[Provided records]
[Begin]
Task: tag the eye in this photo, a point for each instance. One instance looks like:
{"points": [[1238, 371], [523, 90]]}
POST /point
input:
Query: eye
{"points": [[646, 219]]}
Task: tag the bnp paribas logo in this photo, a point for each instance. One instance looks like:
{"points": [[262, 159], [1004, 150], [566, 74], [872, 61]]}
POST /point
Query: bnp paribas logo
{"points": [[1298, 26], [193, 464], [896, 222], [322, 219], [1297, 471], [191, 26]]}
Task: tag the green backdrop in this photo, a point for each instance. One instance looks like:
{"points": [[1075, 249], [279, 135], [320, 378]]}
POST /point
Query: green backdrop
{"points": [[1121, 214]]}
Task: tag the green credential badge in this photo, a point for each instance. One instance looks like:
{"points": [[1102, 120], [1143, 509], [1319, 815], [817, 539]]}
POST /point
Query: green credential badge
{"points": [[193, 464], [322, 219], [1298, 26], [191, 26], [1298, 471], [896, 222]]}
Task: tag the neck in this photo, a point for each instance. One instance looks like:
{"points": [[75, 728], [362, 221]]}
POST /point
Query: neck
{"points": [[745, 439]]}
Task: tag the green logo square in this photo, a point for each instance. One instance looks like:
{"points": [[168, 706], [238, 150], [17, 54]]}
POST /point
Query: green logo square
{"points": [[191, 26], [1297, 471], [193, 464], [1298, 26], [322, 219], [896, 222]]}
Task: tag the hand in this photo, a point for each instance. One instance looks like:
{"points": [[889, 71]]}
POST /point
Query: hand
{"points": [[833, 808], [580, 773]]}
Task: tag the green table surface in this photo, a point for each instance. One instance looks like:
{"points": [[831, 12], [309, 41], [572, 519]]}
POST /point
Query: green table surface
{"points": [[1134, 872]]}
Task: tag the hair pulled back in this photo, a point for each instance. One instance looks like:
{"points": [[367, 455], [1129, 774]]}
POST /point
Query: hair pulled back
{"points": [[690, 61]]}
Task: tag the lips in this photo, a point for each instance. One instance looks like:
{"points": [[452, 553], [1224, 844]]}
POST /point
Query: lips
[End]
[Given request]
Render each line of the listing above as an entry in a numbered list, omitting any blank lines.

[Task answer]
1. Task: tag the eye in this photo, a point for each instance. One instance looks like:
2. {"points": [[1238, 371], [523, 90]]}
3. POST /point
4. input:
5. Query: eye
6. {"points": [[646, 219]]}
7. Task: tag the bnp paribas logo in this photo, a point for each instance. One instance looks like:
8. {"points": [[262, 159], [1004, 150], [566, 74], [872, 61]]}
9. POST /point
10. Query: bnp paribas logo
11. {"points": [[1298, 26], [193, 464], [896, 222], [322, 219], [1297, 471], [191, 26]]}
12. Task: tag the green backdrop in this photo, a point for each instance. One instance looks like:
13. {"points": [[1075, 249], [279, 135], [320, 378]]}
14. POST /point
15. Query: green backdrop
16. {"points": [[1121, 214]]}
17. Task: tag the green credential badge in this photo, a point for each instance. One instance looks like:
18. {"points": [[1102, 120], [1143, 509], [1319, 815], [817, 539]]}
19. POST /point
20. Query: green credential badge
21. {"points": [[193, 464], [322, 219], [1298, 26], [191, 26], [1298, 471], [896, 222]]}
22. Task: tag the neck in this photo, a point for each instance. One instance looks like:
23. {"points": [[75, 728], [362, 221]]}
24. POST /point
25. Query: neck
26. {"points": [[745, 439]]}
27. Task: tag the green logo square in this photo, a point for each instance. One instance looks like:
28. {"points": [[168, 706], [238, 150], [17, 54]]}
29. POST /point
30. Query: green logo square
31. {"points": [[191, 26], [1297, 471], [193, 464], [1298, 26], [322, 219], [896, 222]]}
32. Task: tag the hand in this photo, a point for each instance. One instance looks like:
33. {"points": [[889, 71]]}
34. POST /point
35. Query: hand
36. {"points": [[833, 808], [580, 773]]}
37. Task: tag the green table surface in this photo, a point for each instance. One instance looks like:
38. {"points": [[831, 12], [309, 41], [572, 519]]}
39. POST /point
40. Query: green table surface
41. {"points": [[1134, 872]]}
42. Task: tag the hair pulled back in this photo, a point for each instance. One instance looks like:
43. {"points": [[367, 455], [1129, 774]]}
44. POST /point
45. Query: hair pulled back
46. {"points": [[690, 61]]}
47. Task: tag the lips in this photo, a point for each instance. One instance looks like:
48. {"points": [[452, 553], [1224, 844]]}
49. POST /point
50. Query: lips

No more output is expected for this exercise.